EXERCISE REQUIREMENTS ▸
Keeping every character in place, output all the data.

*** PROVIDED RECORDS ***

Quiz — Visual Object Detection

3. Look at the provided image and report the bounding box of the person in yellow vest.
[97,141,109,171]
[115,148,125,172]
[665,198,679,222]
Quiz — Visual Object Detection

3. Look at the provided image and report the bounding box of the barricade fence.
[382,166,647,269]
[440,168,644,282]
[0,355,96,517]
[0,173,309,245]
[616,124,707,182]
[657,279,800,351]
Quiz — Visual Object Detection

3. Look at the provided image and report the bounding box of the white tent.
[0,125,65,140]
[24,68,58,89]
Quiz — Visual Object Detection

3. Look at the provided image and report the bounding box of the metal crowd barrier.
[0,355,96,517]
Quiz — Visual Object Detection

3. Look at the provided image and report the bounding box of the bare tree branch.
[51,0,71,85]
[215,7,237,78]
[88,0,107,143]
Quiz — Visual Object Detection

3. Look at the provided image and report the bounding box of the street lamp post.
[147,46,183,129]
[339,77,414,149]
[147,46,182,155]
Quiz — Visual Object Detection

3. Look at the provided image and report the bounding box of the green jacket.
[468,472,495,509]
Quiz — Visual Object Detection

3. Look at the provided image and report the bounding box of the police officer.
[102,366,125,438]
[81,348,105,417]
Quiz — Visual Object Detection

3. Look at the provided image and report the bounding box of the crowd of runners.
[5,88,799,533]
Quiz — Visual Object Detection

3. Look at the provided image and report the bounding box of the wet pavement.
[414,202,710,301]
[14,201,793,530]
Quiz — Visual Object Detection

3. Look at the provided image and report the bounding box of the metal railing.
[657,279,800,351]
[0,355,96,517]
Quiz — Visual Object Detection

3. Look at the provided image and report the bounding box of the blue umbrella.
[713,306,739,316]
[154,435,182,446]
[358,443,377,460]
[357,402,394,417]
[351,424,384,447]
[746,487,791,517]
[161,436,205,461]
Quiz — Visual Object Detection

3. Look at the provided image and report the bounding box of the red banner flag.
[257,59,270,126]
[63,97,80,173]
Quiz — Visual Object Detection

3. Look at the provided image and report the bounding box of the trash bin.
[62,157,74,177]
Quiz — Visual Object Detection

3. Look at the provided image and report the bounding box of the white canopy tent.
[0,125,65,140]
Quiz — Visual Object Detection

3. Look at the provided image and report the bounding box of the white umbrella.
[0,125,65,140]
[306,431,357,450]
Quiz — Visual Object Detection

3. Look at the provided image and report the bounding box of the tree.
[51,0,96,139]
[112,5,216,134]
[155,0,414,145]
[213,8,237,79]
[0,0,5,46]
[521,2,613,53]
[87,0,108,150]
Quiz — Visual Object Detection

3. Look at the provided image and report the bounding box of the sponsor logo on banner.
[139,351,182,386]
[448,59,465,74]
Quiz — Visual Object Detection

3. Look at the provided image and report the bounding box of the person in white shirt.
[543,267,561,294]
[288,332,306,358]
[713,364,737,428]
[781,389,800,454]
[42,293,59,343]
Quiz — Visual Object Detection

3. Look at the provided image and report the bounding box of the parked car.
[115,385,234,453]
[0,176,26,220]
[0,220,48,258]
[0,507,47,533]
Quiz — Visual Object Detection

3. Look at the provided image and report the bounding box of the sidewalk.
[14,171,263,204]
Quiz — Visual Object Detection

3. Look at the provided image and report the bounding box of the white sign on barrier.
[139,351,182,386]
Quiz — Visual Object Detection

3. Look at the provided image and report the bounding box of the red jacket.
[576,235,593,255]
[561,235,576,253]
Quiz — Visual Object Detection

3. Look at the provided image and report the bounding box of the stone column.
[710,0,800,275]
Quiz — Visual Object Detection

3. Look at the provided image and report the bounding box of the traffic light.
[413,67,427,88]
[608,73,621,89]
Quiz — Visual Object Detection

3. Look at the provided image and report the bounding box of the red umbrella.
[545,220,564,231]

*** End of PROVIDED RECORDS ***

SOLUTION ▸
Quiz — Visual Object Detection

3. Look at the provided image and report the bounding box of the person in yellow vest.
[97,141,109,171]
[115,148,125,172]
[665,198,679,222]
Quiz — Visual Object Detection

3. Look at the provided image and report the bounding box of the barricade fence.
[382,166,647,269]
[440,168,644,282]
[0,355,96,517]
[0,173,309,245]
[616,124,707,182]
[657,279,800,351]
Quiz — Visual Object Detection

3. Look at the provided image and report the bounding box of the white tent.
[0,125,65,140]
[24,68,58,89]
Quiz — Visual Object Detection

3. Look at the provided image and report the bounding box of the metal crowd barrier.
[0,355,96,517]
Quiz — Visual Object Detection

3. Look at the provided image and report the bounding box of the bare tree branch.
[51,0,71,85]
[215,7,237,78]
[88,0,107,143]
Quiz — Visual Object Detection

3. Look at the provided image and report the bounding box of the street lamp post.
[147,46,183,129]
[339,77,414,149]
[147,46,182,155]
Quiz — Visual Object Detection

3. Look at the provided image and report the bounding box of the green jacket.
[468,472,495,509]
Quiz — Visual Object Detection

3. Look at the provided image and report the bounding box of the police officer.
[102,366,125,438]
[81,348,105,417]
Quiz — Visual Object Detection

3. Look at the provided image and report the bounding box of the crowd of runners.
[5,88,799,533]
Quiz — Visual Object Detection

3. Look at the provided image and report the bounding box of the wet pavement.
[414,202,710,301]
[14,201,793,530]
Quiz — Visual Object Detection

3. Look at the provided image and report the bounding box of the metal railing.
[657,279,800,351]
[0,355,96,517]
Quiz — Visual Object Detection

3. Look at the provided image and report the bounding box of the blue umbrella.
[713,306,739,316]
[154,435,182,446]
[358,443,377,460]
[357,402,394,417]
[351,424,384,447]
[746,487,791,517]
[161,436,205,461]
Quiz — Visual Object Detection

3. Look at the provided image and report the bounding box of the red banner flag.
[257,59,270,126]
[63,97,80,173]
Quiz — Visual Object Detection

3. Look at the provided image and report the bounding box of the trash bin.
[62,157,74,177]
Quiz — Visual Object Detection

3. Look at the provided image and report the bounding box of the white canopy tent.
[0,125,65,140]
Quiz — Visual Object Detection

3. Look at the provided image and report the bounding box of the white umbrella.
[0,125,65,140]
[306,431,357,450]
Quiz — Visual Object Detection

3. Look at the provided image and report the bounding box of the tree.
[51,0,96,139]
[112,5,216,134]
[155,0,414,145]
[213,8,237,79]
[0,0,5,46]
[521,2,613,53]
[87,0,108,150]
Quiz — Visual Object Detection

3. Look at the provided image and report the bounding box of the sponsor logo on banner.
[139,351,182,386]
[448,59,465,74]
Quiz — Visual Object Detection

3. Look at the provided image and report the bounding box of the person in white shirt.
[543,267,561,294]
[288,332,306,358]
[713,364,737,428]
[781,389,800,454]
[42,293,59,343]
Quiz — Visual Object Detection

3. Look at the provided image and report the bounding box of the parked car.
[115,385,234,453]
[0,176,26,220]
[0,220,48,258]
[0,507,47,533]
Quiz — Visual Object Detection

3. Look at the provided image and report the bounding box of the sidewalk.
[14,171,263,204]
Quiz — Visual Object Detection

3. Look at the provided image and report the bounding box of the white sign on barrier.
[139,351,182,386]
Quiz — Visual Object Detection

3. Look at the provided image and report the bounding box of the red jacket.
[576,235,593,255]
[561,235,576,253]
Quiz — Visual Object Detection

3. Look at the provided image and report the bounding box of the stone column.
[710,0,800,275]
Quiz — Visual Object Detection

3. Look at the provided image and report the bounding box of the traffic light.
[413,67,427,88]
[608,73,621,89]
Quiz — Visual Object Detection

3. Look at the provided image and report the bounding box of the red umbrella.
[545,220,564,231]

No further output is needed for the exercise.